-------- QUOTED PASSAGE --------
The only good reason I can think of to introduce flowcharts early on is if the students started with a style of visual programming that resembles flowcharts. Otherwise, teach while loops first.

Goto is an instruction that's hard to really understand. (If you think it's just a jump, you don't understand goto.) It's perfectly fine to teach imperative programming without goto, if you're doing it at any level that's higher than assembly (in which case what you'd teach is jumps). Goto is very rarely useful in the real world and is rarely used. Its place in a basic or intermediate imperative programming course is as an incidental mention, as something that exists, that you mention for the students' interest but isn't part of the curriculum and won't be on the exam.

I work in industry. I write software for embedded systems in C. Think I should be insisting on the importance of goto? Wrong. In my world, goto is almost exclusively used for one thing: a forward-only goto, a generalization of break that allows breaking to the end of any block. The single common idiomatic use of goto is to jump to a common cleanup code before returning from a function in C:

int myfunction () {
    foo_t resource1;
    bar_t resource2;
    resource1 = allocate1();
    if (!resource1) goto cleanup;
    resource2 = allocate2();
    if (!resource2) goto cleanup;
    if (!do_stuff()) goto cleanup;
    …
    return 1;
  cleanup:
    free2(resource2);
    free1(resource1);
    return 0;
}

Many coding standards for embedded programming forbid using goto for anything else. In languages that have a better clean-up mechanism, such as try/finally or C++ destructors, goto is useless.

Understanding goto is a secondary skill for programmers, part of understanding how a program's code relates to the way the machine executes the program. A good programmer understands goto, but a decent programmer understands how to program without goto. The primary skill for a programmer is understanding how a program works, not understanding how a machine works. (There are exceptions, obviously — I write OS code, doing things like memory management and context switching and accessing peripherals, and that obviously requires a precise understanding of how the machine works. But that's a highly specialized field.)
--------
### REQUIRED WORK
1 – Reproduce verbatim the portion of the passage on teaching goto that begins with the words "The only good" and ends with "while loops first.".
2 – Extend the passage on teaching goto, picking up directly after its final sentence.
The data that follow bear no relation to the passage on teaching goto.
-------- DATA ENTRIES --------
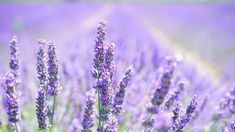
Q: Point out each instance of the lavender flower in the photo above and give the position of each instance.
(105, 90)
(119, 97)
(12, 99)
(176, 113)
(14, 56)
(174, 95)
(230, 127)
(183, 121)
(163, 85)
(109, 59)
(99, 50)
(111, 125)
(88, 119)
(53, 78)
(41, 64)
(41, 104)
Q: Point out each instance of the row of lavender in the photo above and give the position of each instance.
(110, 95)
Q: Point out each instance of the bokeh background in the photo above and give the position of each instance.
(201, 32)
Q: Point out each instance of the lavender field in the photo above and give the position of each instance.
(117, 67)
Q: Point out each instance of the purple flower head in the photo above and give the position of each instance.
(111, 125)
(41, 64)
(99, 50)
(14, 56)
(119, 97)
(12, 98)
(176, 113)
(105, 94)
(109, 59)
(184, 120)
(162, 87)
(41, 111)
(230, 127)
(88, 119)
(174, 96)
(53, 76)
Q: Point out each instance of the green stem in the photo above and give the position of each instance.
(16, 127)
(53, 111)
(99, 108)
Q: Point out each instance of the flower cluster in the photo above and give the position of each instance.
(14, 56)
(41, 64)
(53, 78)
(174, 96)
(12, 98)
(181, 121)
(88, 119)
(119, 97)
(41, 111)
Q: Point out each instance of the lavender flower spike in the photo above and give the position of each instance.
(41, 64)
(109, 59)
(230, 127)
(88, 119)
(183, 121)
(41, 104)
(119, 97)
(163, 86)
(12, 100)
(174, 95)
(14, 56)
(99, 50)
(53, 78)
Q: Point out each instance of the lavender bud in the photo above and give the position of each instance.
(41, 64)
(174, 95)
(53, 78)
(105, 91)
(230, 127)
(88, 119)
(12, 98)
(111, 125)
(109, 59)
(119, 97)
(186, 118)
(14, 56)
(41, 111)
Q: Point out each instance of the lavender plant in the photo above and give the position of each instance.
(53, 79)
(41, 101)
(88, 119)
(120, 95)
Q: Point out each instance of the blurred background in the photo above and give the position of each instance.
(201, 32)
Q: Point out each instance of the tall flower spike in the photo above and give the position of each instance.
(163, 86)
(174, 96)
(14, 56)
(109, 59)
(186, 118)
(41, 111)
(88, 119)
(105, 90)
(12, 99)
(53, 77)
(41, 64)
(119, 97)
(99, 50)
(230, 127)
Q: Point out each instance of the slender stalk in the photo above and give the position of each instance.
(99, 108)
(53, 111)
(16, 127)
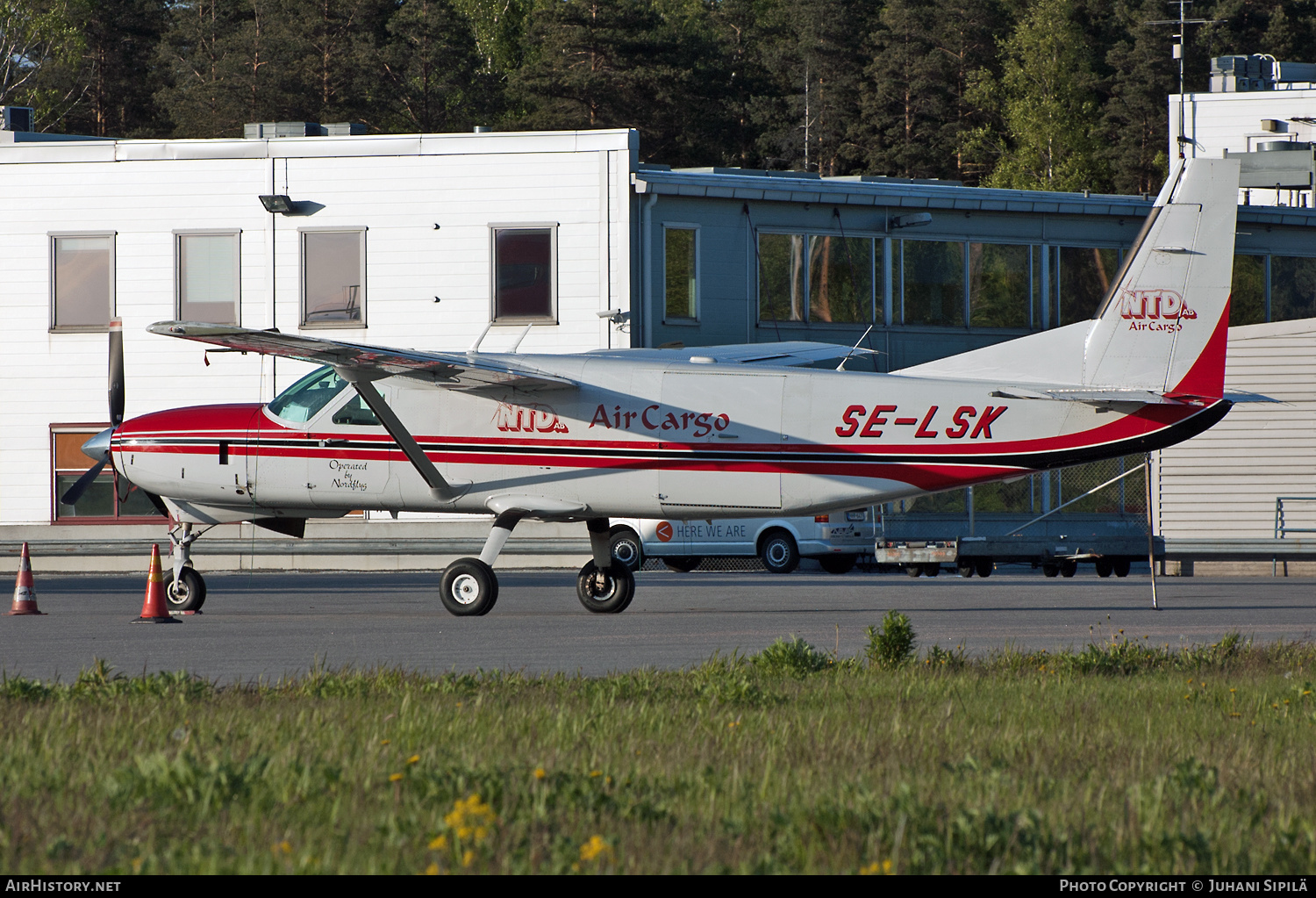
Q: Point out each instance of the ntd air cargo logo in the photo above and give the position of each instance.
(534, 418)
(1155, 310)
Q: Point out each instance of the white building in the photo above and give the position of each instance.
(410, 241)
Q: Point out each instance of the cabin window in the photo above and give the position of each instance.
(208, 277)
(82, 284)
(99, 503)
(1000, 287)
(681, 273)
(524, 277)
(932, 279)
(333, 278)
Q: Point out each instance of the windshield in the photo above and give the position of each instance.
(300, 402)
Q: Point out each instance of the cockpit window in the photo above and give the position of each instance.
(355, 413)
(300, 402)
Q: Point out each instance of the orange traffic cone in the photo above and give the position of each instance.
(24, 594)
(153, 607)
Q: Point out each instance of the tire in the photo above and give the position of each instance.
(837, 564)
(189, 594)
(610, 597)
(626, 550)
(468, 587)
(779, 553)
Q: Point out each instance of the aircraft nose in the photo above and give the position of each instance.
(97, 448)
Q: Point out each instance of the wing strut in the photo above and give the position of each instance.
(439, 487)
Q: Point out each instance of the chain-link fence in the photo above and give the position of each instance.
(997, 508)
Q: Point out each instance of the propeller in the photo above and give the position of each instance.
(97, 448)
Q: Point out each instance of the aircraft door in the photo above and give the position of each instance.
(729, 431)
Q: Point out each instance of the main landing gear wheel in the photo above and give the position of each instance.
(605, 592)
(779, 553)
(839, 564)
(187, 594)
(624, 547)
(468, 587)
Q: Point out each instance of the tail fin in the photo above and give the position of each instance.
(1163, 326)
(1165, 321)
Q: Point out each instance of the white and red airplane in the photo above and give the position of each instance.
(711, 432)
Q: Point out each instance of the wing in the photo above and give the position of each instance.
(452, 370)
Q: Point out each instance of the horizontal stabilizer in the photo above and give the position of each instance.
(452, 370)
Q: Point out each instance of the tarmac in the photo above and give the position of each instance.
(266, 626)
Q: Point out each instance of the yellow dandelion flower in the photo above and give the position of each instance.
(597, 850)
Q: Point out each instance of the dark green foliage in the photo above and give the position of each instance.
(894, 644)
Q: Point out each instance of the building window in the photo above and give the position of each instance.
(83, 282)
(99, 503)
(1248, 295)
(840, 279)
(1084, 279)
(1292, 287)
(208, 277)
(681, 273)
(1000, 286)
(932, 284)
(524, 277)
(815, 278)
(333, 278)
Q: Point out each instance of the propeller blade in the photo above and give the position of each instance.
(74, 492)
(116, 371)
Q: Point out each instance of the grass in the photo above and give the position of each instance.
(1118, 758)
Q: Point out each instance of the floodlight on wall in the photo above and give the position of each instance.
(276, 203)
(912, 220)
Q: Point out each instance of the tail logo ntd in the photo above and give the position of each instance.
(1141, 307)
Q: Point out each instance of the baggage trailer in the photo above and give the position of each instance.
(1057, 556)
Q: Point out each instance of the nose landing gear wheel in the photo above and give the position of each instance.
(187, 594)
(468, 587)
(605, 592)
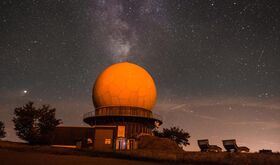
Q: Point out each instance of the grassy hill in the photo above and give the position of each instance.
(15, 153)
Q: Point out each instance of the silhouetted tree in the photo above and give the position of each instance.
(174, 133)
(2, 130)
(35, 125)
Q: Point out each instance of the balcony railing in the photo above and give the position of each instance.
(122, 111)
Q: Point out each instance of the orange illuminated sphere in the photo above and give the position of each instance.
(124, 84)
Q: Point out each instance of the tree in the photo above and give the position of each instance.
(35, 125)
(2, 130)
(174, 133)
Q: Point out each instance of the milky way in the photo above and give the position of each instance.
(215, 63)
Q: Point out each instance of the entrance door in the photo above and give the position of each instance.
(121, 144)
(103, 139)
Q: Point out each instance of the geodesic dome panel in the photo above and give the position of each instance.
(124, 84)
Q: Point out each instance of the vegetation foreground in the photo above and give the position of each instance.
(12, 153)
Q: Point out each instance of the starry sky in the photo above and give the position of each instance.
(216, 63)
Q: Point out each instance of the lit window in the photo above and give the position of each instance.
(107, 141)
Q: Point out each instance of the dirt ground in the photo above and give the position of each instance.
(9, 157)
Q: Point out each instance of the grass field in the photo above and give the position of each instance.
(18, 153)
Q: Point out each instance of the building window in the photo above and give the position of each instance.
(107, 141)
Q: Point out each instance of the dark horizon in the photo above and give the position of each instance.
(215, 64)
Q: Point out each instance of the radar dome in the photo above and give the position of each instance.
(124, 84)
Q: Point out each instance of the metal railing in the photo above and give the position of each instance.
(122, 111)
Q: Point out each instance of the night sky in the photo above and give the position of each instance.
(216, 64)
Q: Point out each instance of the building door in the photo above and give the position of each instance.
(121, 144)
(103, 139)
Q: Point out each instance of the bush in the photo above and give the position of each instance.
(35, 125)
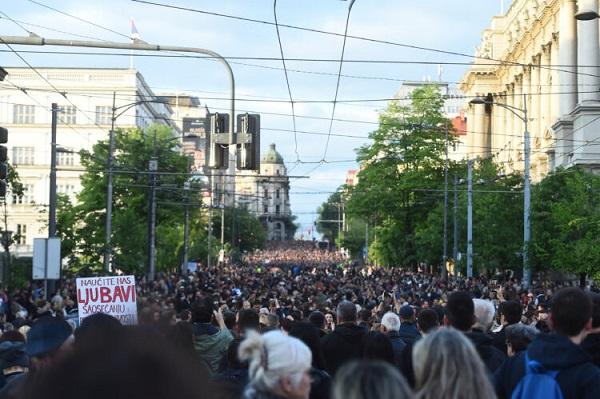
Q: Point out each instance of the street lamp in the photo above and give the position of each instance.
(109, 187)
(520, 113)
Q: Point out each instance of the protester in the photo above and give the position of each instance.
(427, 322)
(510, 313)
(346, 342)
(320, 379)
(279, 366)
(139, 365)
(210, 342)
(48, 340)
(370, 379)
(460, 314)
(528, 372)
(448, 367)
(408, 331)
(591, 344)
(390, 324)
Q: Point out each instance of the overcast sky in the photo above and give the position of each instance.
(441, 24)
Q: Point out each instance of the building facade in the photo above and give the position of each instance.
(84, 119)
(537, 57)
(267, 194)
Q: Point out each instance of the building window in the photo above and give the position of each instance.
(22, 155)
(23, 114)
(103, 115)
(26, 198)
(65, 158)
(21, 238)
(68, 115)
(65, 189)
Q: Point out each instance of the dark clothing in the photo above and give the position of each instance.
(398, 346)
(345, 343)
(408, 332)
(591, 346)
(578, 377)
(406, 366)
(490, 355)
(320, 385)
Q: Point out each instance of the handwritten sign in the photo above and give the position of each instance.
(115, 296)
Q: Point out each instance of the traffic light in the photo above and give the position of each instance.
(248, 147)
(217, 141)
(3, 159)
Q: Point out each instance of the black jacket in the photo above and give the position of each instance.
(578, 377)
(398, 346)
(591, 346)
(345, 343)
(490, 355)
(409, 333)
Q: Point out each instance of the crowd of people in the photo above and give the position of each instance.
(298, 322)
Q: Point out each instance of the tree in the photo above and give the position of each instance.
(402, 169)
(566, 222)
(82, 225)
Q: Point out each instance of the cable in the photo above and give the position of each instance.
(337, 85)
(372, 40)
(78, 18)
(287, 81)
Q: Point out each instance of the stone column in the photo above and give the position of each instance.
(568, 56)
(588, 54)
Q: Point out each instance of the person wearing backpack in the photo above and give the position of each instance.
(554, 365)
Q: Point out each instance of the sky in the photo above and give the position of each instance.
(261, 86)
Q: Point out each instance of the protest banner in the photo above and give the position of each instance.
(113, 295)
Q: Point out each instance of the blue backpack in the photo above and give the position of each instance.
(537, 383)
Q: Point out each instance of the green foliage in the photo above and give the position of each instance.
(402, 169)
(82, 226)
(566, 222)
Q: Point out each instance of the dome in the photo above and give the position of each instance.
(272, 156)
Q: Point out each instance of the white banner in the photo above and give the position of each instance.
(115, 296)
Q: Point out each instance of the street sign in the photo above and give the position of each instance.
(46, 258)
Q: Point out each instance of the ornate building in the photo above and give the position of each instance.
(267, 194)
(539, 57)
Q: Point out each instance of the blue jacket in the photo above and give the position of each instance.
(578, 377)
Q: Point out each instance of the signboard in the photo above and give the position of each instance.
(114, 295)
(194, 126)
(46, 258)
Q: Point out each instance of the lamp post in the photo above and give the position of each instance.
(522, 115)
(109, 185)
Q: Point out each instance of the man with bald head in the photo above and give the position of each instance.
(346, 342)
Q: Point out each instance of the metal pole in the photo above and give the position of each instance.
(445, 244)
(109, 190)
(455, 235)
(470, 219)
(52, 203)
(186, 226)
(526, 202)
(222, 253)
(152, 168)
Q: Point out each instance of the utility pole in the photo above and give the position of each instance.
(152, 168)
(445, 245)
(109, 190)
(186, 226)
(52, 202)
(455, 237)
(469, 218)
(526, 201)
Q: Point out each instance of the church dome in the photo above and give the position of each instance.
(272, 156)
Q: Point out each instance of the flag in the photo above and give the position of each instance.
(134, 33)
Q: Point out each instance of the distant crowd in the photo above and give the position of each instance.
(297, 322)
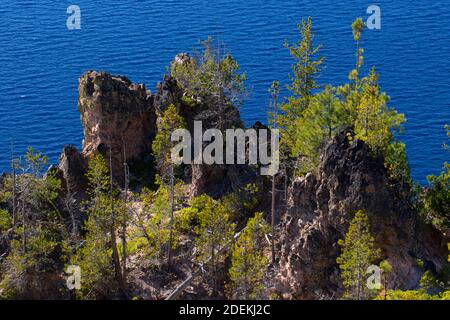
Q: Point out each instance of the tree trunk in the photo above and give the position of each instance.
(14, 196)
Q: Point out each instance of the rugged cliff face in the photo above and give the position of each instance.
(118, 119)
(321, 208)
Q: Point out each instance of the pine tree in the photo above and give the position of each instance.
(358, 252)
(214, 232)
(303, 82)
(248, 261)
(162, 150)
(37, 239)
(99, 257)
(375, 121)
(319, 123)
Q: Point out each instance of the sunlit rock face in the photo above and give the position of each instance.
(118, 119)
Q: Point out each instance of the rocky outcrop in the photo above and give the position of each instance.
(118, 119)
(320, 210)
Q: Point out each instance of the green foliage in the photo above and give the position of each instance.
(358, 253)
(153, 222)
(374, 121)
(213, 75)
(162, 144)
(214, 231)
(248, 262)
(37, 248)
(96, 258)
(303, 82)
(396, 162)
(319, 122)
(5, 221)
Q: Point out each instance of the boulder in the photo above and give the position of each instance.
(118, 119)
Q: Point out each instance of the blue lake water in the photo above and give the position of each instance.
(41, 60)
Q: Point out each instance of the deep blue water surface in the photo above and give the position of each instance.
(41, 60)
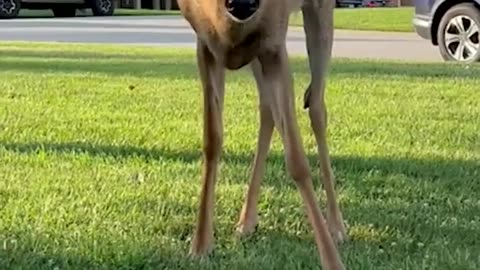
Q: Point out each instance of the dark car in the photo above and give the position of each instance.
(452, 25)
(61, 8)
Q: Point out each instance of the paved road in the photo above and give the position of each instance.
(174, 31)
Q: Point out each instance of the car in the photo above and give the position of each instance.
(61, 8)
(451, 25)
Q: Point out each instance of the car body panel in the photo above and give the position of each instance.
(425, 11)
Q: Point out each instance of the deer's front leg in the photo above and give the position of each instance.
(318, 27)
(279, 86)
(212, 76)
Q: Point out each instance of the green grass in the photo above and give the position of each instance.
(97, 176)
(370, 19)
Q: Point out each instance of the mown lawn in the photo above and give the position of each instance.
(368, 19)
(100, 163)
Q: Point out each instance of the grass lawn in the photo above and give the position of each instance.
(97, 175)
(371, 19)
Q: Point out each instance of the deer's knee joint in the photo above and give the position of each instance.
(298, 168)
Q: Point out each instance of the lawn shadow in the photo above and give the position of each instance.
(167, 66)
(270, 248)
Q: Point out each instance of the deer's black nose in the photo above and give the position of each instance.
(242, 9)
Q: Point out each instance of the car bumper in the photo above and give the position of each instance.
(422, 27)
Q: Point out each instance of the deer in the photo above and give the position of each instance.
(230, 35)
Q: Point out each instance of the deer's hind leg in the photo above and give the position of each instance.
(279, 86)
(249, 217)
(212, 75)
(318, 27)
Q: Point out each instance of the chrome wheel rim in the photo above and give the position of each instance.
(462, 38)
(7, 6)
(105, 5)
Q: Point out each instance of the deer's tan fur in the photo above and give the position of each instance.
(224, 42)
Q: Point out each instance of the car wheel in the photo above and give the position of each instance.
(9, 8)
(459, 34)
(102, 7)
(64, 11)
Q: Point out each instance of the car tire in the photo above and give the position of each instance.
(10, 9)
(458, 39)
(64, 11)
(102, 7)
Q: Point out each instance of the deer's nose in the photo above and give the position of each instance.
(242, 9)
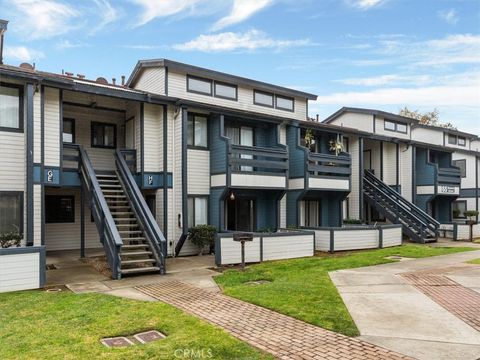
--------
### RESULTS OF THE EXERCISE
1 –
The only good reason I can think of to introduce flowcharts early on is if the students started with a style of visual programming that resembles flowcharts. Otherwise, teach while loops first.

2 –
The real difficulty with goto is, as I mentioned before, that it isn't just a jump. It's a jump to a different context. The invariants that hold at the location of the jump may not hold at the target location. A goto introduces a non-local connection between two points in a program that makes it hard to figure out how the program state evolves and what invariants hold.

Paul Powell's statement that “GOTO (…) is easy to understand” is just wrong. What's easy to understand is how a machine executes a goto statement. But the most important part, understanding how a program that uses goto works, is difficult. The statement that “it can be used to explain what loops and other items of structured programming actually are” also completely misses the point. Goto can explain how structured programming items are implemented on a processor. It explains an implementation, not the concept. Goto is an advanced step after structured imperative programming, not a step before.

Using goto to encode flowcharts is also very misguided. With goto, “we can code directly from a flow chart” — this is true: goto makes it easier to write a program from a flowchart without understanding how the program works, without figuring out the structure in the flow of events. But when you do that, you end up with a write-only program. Sure, you've been able to write it, but you won't be able to explain its behavior when a parameter that isn't reflected in the flowchart turns out to be important, or to modify it in a way that isn't easy to draw on the chart. Write-only programming is the mark of a mediocre programmer, capable only to fumble in the dark until they somehow manage to pass the tests.

Goto has its place when you teach how a machine executes code. It's what's happening under the hood. It has little to no place in teaching how to program, and Dijkstra would be quite right to complain about its use in this context.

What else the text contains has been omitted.